> [WHAT NEEDS TO BE DONE] List every line in the rows below that contains the word "tomato".
# RECORDS SUPPLIED start
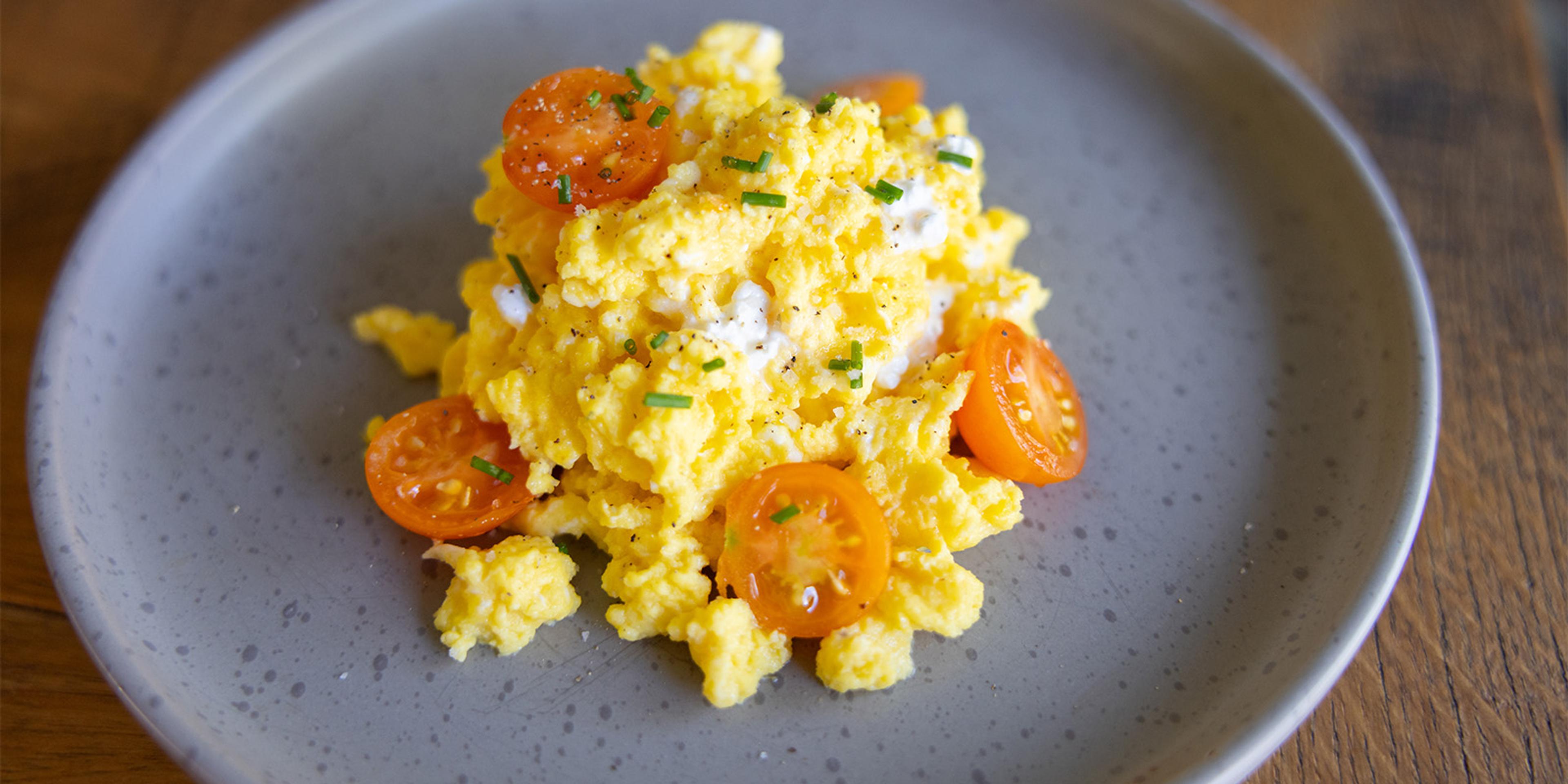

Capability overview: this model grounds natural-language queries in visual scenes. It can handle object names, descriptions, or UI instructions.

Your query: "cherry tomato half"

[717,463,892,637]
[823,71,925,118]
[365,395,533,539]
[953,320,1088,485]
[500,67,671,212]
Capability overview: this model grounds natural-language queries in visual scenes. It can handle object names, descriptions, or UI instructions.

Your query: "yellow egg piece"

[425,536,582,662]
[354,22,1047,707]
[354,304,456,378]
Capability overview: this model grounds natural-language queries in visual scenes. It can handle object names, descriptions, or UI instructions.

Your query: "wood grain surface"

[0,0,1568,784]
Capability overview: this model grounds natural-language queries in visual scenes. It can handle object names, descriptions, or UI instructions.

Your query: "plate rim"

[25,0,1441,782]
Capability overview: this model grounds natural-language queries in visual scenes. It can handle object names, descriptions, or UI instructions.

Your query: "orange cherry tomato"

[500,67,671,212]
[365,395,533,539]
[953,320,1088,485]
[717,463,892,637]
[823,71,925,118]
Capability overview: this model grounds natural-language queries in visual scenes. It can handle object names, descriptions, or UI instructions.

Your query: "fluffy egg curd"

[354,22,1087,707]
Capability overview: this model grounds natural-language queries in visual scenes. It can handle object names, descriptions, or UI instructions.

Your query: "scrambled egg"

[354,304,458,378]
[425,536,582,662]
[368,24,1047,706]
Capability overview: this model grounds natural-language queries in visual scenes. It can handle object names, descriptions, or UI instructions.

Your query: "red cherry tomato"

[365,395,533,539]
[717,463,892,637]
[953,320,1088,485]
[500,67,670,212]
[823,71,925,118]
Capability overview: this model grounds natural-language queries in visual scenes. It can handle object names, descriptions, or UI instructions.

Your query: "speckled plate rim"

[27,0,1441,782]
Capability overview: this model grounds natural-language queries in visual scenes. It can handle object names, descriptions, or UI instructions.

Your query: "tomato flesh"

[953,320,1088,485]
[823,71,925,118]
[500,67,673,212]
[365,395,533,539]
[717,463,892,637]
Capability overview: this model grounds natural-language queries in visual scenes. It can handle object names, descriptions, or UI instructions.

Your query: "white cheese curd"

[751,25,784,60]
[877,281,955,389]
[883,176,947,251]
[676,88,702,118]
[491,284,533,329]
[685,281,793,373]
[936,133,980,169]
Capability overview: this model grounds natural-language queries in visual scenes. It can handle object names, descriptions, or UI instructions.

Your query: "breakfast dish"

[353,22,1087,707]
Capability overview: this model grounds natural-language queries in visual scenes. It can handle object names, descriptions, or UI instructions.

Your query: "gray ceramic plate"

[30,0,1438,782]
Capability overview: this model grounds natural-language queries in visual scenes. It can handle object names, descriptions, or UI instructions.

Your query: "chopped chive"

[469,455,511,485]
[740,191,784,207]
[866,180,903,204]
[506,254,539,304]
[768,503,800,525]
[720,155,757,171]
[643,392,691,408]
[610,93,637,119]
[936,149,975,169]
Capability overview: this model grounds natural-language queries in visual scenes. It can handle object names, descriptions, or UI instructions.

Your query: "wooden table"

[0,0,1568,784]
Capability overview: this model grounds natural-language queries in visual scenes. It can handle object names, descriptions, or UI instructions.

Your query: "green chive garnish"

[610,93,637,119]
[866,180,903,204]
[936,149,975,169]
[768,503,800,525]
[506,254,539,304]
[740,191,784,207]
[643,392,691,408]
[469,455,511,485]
# RECORDS SUPPLIED end
> [THE RESPONSE]
Your query: "cherry tomato half"
Your query: "orange cherry tomato"
Your query: "red cherry tomato"
Your query: "tomato flesh"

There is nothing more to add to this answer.